-- Source text start --

SALT LAKE CITY — The arid, sagebrush landscape of western Utah is also dotted with hundreds upon hundreds of abandoned mines, some with gaping openings that span 20 feet and others that are little more than a small hole in the ground.

One of Utah's oldest mining districts, Gold Hill, was once a booming hub with more than 3,000 people, its own newspaper, a recreation hall and a railroad spur.

It is now sparsely populated, dotted with hundreds of old mines that produced millions in gold and other metals and where 9,000 tons of metallic arsenic was pulled out of the ground from 1920 to 1925.

This spring, the Utah Division of Oil, Gas and Mining plans to close about 200 of those mines. It is working with private property owners and the Utah Schools and Institutional Trust Lands Administration during the planning phase.

The Clifton Hills project area is just west and south of Gold Hill and was selected based on access, its proximity to population areas and potential public safety hazards.

Project manager Chris Rohrer said the division is working with landowners to determine appropriate closure methods, such as masonry walls, rebar grates or backfilling. The project should take about three months to complete.

Utah is home to about 17,000 to 20,000 mine openings, and the state has closed about 6,000 abandoned mines since the early 1980s. The Gold Hill mining area was active in the late 1800s, again during World War I, and saw another resurgence during World War II when it produced tungsten and metallic arsenic, which is alloyed with lead to form a harder, more durable product.

-- Source text end --
-- Material provided start --

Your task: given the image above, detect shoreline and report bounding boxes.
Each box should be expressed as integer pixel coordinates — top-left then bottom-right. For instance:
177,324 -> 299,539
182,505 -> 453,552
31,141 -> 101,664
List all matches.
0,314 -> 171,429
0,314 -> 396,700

-- Material provided end --

* _Set tasks_
1 – Answer these questions from the article on Utah's abandoned mines:
(a) How many people lived in Gold Hill at its peak?
(b) How much metallic arsenic was taken from the ground between 1920 and 1925?
(c) About how many abandoned mines has Utah closed since the early 1980s?
2 – Put every line of the records into a JSON list of strings, one string per line, with blank lines left out.

* _Answers by task_
1 –
(a) More than 3,000 people.
(b) 9,000 tons.
(c) About 6,000.

2 –
[
  "Your task: given the image above, detect shoreline and report bounding boxes.",
  "Each box should be expressed as integer pixel coordinates — top-left then bottom-right. For instance:",
  "177,324 -> 299,539",
  "182,505 -> 453,552",
  "31,141 -> 101,664",
  "List all matches.",
  "0,314 -> 171,429",
  "0,314 -> 396,700"
]